Document section:
⟨

1. Latent Slicing: Compressing CausalVAE full-sequence decoding into a local window

Video guidance is restricted by VRAM: CausalVAE's causal dependency means reconstructing any single frame requires decoding the entire latent sequence, requiring over 650GB VRAM for gradients. The authors observed a counter-intuitive fact: although CausalVAE is designed with a causal structure, perturbing one latent only affects a few adjacent frames, exhibiting significant temporal locality. Thus, to reconstruct the \(i\)-th frame, one only needs to decode a 3-latent window, reducing VRAM to below \(15\times\). Combined with \(2\times\) spatial downsampling of latents before VAE loss calculation, the total VRAM required for guidance is reduced by up to 60×, enabling frame-level guidance on models like Wan-14B (14B parameters) on a single GPU. Downsampling also focuses the guidance signal on semantic structures rather than texture details.

2. Gradient through the Denoising Network: Controlling the sequence via sparse frames

Even when calculating loss on only a few sliced frames, updates cannot simply modify those specific frame latents. The guidance gradient must be backpropagated through the denoising network \(v_\theta\) to \(z_t\). This allows the signal to propagate from guided frames to the entire video, maintaining temporal consistency. If a shortcut update is used (bypassing the network to change pixels or latents directly), the impact is confined to the guided frames, causing temporal discontinuities/flickering at those positions. In short, Latent Slicing reduces "decoding" overhead, but the "network pass" is essential as the transmission path for sparse control.

3. Video Latent Optimization: Phase-based guidance strength allocation

Standard image "time-travel tricks" (repeated noise-denoise loops) wash out early guidance signals in video. Since global video layouts are established in the first few denoising steps, early guidance is critical for temporal consistency. VLO segments the sampling trajectory into three stages: Early (\(t > t_E\)) uses deterministic updates \(z_t \leftarrow z_t - \eta \nabla_{z_t} \mathcal{L}_e\) to preserve the signal; Middle (\(t_E \geq t > t_L\)) uses stochastic updates with re-noising to correct accumulated errors; Late (\(t \leq t_L\)) removes guidance to let the model refine textures freely. Strong guidance is prioritized during the "layout determination" phase to maintain control without sacrificing image quality.

⟩

Entries:
⟨

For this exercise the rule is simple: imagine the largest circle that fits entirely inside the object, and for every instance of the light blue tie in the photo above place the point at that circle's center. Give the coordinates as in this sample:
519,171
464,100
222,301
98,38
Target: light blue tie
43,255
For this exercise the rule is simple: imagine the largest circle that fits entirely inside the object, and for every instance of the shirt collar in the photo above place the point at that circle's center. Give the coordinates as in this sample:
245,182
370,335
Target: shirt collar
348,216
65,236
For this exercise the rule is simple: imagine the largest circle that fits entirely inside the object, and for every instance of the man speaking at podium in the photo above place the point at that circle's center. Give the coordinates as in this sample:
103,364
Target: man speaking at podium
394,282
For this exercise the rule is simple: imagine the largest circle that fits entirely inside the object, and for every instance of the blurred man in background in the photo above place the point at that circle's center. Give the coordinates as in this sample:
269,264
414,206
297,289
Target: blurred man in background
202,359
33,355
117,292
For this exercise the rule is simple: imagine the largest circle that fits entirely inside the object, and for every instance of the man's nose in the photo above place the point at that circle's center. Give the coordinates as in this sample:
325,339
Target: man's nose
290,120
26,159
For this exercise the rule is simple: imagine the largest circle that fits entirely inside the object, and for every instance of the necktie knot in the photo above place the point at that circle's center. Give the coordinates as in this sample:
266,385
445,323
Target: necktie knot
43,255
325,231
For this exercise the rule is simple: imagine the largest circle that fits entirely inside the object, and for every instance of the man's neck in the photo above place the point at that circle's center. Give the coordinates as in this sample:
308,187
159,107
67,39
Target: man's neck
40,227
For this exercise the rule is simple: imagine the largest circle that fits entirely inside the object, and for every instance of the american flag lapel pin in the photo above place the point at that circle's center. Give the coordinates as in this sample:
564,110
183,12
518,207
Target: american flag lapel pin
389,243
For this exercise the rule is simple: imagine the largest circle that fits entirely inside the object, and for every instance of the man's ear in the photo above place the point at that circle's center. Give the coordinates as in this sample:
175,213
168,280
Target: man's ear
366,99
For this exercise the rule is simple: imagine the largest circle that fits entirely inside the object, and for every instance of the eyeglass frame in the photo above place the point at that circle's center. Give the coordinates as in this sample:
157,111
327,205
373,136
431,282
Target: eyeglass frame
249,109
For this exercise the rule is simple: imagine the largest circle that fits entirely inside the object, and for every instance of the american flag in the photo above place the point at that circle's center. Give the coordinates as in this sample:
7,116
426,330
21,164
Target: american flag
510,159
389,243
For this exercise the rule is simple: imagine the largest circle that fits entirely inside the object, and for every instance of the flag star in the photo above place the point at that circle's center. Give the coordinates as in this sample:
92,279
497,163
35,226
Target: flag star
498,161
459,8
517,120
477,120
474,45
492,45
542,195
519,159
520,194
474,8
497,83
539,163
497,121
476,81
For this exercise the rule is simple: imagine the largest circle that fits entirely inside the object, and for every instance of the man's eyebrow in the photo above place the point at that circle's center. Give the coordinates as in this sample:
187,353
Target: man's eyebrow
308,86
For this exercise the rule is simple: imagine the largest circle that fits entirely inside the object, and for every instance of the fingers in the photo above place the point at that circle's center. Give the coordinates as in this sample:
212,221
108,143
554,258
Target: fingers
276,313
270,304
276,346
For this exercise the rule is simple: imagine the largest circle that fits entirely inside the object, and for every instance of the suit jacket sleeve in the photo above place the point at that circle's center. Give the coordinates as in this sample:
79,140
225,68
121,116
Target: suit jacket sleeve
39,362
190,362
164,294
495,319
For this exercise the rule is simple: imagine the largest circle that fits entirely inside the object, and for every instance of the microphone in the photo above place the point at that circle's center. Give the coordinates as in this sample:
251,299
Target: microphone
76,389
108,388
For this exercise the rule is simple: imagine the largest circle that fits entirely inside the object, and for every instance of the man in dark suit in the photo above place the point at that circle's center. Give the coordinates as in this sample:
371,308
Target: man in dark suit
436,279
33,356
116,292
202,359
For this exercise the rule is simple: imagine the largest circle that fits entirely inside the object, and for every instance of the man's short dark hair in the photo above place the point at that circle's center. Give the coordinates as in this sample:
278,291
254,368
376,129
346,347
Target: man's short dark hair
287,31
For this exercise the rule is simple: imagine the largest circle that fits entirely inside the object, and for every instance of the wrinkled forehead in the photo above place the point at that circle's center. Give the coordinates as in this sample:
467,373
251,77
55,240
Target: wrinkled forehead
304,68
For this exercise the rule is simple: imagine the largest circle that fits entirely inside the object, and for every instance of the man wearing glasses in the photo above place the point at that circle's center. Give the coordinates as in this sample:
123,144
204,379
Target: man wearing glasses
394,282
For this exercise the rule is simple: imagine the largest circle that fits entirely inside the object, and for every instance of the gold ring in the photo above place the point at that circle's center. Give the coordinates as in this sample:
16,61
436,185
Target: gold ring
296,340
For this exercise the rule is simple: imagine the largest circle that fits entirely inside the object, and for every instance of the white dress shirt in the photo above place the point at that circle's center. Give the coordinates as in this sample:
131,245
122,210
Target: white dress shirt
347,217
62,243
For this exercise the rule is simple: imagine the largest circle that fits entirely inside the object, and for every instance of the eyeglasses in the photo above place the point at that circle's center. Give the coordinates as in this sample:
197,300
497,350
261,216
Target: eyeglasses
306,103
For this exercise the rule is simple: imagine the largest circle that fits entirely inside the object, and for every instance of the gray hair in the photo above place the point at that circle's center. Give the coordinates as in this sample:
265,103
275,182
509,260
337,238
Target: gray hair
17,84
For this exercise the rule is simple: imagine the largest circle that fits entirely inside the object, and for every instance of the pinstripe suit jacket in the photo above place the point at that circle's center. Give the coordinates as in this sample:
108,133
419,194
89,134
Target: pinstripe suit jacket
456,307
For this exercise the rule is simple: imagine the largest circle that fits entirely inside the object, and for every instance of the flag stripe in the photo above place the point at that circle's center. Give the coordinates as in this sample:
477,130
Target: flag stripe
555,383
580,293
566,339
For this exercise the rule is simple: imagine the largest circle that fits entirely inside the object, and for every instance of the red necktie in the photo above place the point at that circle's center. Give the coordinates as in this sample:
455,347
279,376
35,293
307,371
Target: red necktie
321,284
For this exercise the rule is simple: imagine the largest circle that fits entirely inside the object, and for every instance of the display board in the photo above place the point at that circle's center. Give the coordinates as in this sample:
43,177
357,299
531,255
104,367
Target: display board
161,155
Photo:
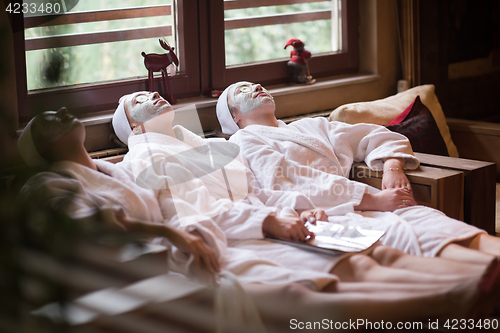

⟩

What is asked:
A. Decide whether each statement below agrees with the video guidance excerpt, answering yes or no and quoting the exact words from the excerpt that settle it. (i) The guidance gradient is passed back through the denoising network rather than applied directly to the guided frames. (ii) Guidance is strengthened during the Late stage of sampling. (iii) Changing one latent affects only a few neighboring frames.
B. Extract the passage of the video guidance excerpt from "Even when calculating" up to and including "for sparse control.".
C. Extend the excerpt on video guidance and latent slicing past its final sentence.

Answers by task:
A.
(i) Yes: "The guidance gradient must be backpropagated through the denoising network"
(ii) No: "removes guidance to let the model refine textures freely"
(iii) Yes: "perturbing one latent only affects a few adjacent frames"

B.
Even when calculating loss on only a few sliced frames, updates cannot simply modify those specific frame latents. The guidance gradient must be backpropagated through the denoising network \(v_\theta\) to \(z_t\). This allows the signal to propagate from guided frames to the entire video, maintaining temporal consistency. If a shortcut update is used (bypassing the network to change pixels or latents directly), the impact is confined to the guided frames, causing temporal discontinuities/flickering at those positions. In short, Latent Slicing reduces "decoding" overhead, but the "network pass" is essential as the transmission path for sparse control.

C.
Loss & Training

The universality of Frame Guidance stems from using different frame-level losses \(\mathcal{L}_e\) within the same framework. Changing the loss changes the task without retraining. Let \(x_{0\vert t}^i\) be the current prediction of the \(i\)-th frame, \(\mathcal{I}\) the set of guided frames, and \(\Psi\) the corresponding feature encoder (e.g., CSD for style, depth/edge extractors for general conditions):

Task Loss Function
Keyframe Guidance \(\mathcal{L}_e = \sum_{i \in \mathcal{I}} \|x_*^i - x_{0\vert t}^i\|_2^2\)
Stylization \(\mathcal{L}_e = -\sum_{i \in \mathcal{I}} \cos(\Psi(x_{\text{style}}), \Psi(x_{0\vert t}^i))\)
Looping Video \(\mathcal{L}_e = \|x_{0\vert t}^1 - x_{0\vert t}^L\|_2^2\)
General Conditions (Depth/Edge) \(\mathcal{L}_e = \sum_{i \in \mathcal{I}} \|\Psi(x_*^i) - \Psi(x_{0\vert t}^i)\|_2^2\)

Key Experimental Results

Keyframe Guidance (DAVIS Dataset)

Method Training FID ↓ FVD ↓
CogX-I2V 60.36 890.1
TRF (Training-free) 62.07 923.1
Ours (CogX, I+F) 57.62 613.4
Ours (CogX, I+M+F) 55.60 577.1
SVD-Interp (Fine-tuned) 63.89 800.3
CogX-Interp (Fine-tuned) 46.59 506.0

Pexels Dataset

Method FID ↓ FVD ↓
CogX-I2V 74.98 1122.6
Ours (Wan-14B, I+M+F) 71.63 904.8
Ours (CogX, I+M+F) 68.97 989.3

Key Findings: The training-free Frame Guidance outperforms the training-based SVD-Interp on most metrics and is only slightly trailing behind the specifically fine-tuned CogX-Interp.

Highlights & Insights

  1. Discovery of CausalVAE temporal locality: Although designed as causal, it exhibits temporal locality—a finding that makes the 60× VRAM reduction possible.
  2. VLO staged strategy: Unlike uniform image time-travel, it designs deterministic/stochastic phased optimization tailored for video temporal characteristics.
  3. Model-agnostic: Effectively works on CogVideoX, LTX-Video, and Wan-14B.
  4. High flexibility: Supports arbitrary keyframe positions, various conditional signals, and multiple tasks without per-task training.
  5. Sparse frame guidance: Guiding only a few frames can control the entire video via network gradient propagation.

Limitations & Future Work

  1. Slower inference speed (operates within a 4× overhead of the base model), and guidance steps/learning rates require manual tuning.
  2. Keyframe guidance provides visual similarity rather than pixel-perfect alignment.
  3. Stylization quality depends on specific style encoders like CSD.
  4. For high-dynamic scenes (fast motion, scene cuts), layout determination in early steps may be insufficient.
  5. Guidance for other modalities like audio or text remains unexplored.
  • Universal Guidance (Bansal et al., 2024): Foundation for training-free guidance in the image domain; this work extends it to video.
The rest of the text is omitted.